## Extracted records
++++++++
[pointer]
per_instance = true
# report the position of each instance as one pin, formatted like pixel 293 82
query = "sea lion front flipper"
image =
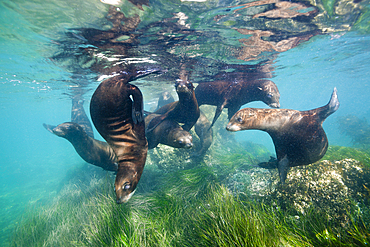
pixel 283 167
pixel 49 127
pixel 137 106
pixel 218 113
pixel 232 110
++++++++
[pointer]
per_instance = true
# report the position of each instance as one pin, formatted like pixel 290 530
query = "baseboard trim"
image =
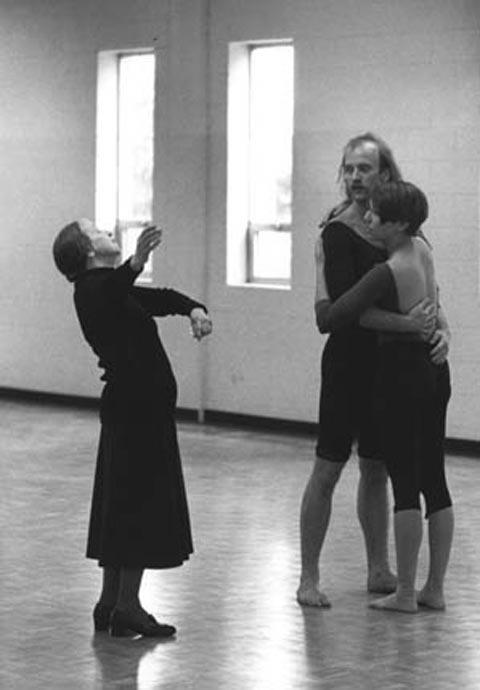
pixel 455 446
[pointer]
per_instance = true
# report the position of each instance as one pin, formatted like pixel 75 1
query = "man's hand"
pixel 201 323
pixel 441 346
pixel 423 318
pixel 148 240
++++++++
## Short task
Return each line of the listing above that contains the string "report". Matching is case-sensitive.

## Solution to this exercise
# report the position of each instance as one pin, formatted like pixel 293 82
# report the position of each instance as one pin, formatted like pixel 290 530
# report the position of each instance as one pin, formatted like pixel 75 1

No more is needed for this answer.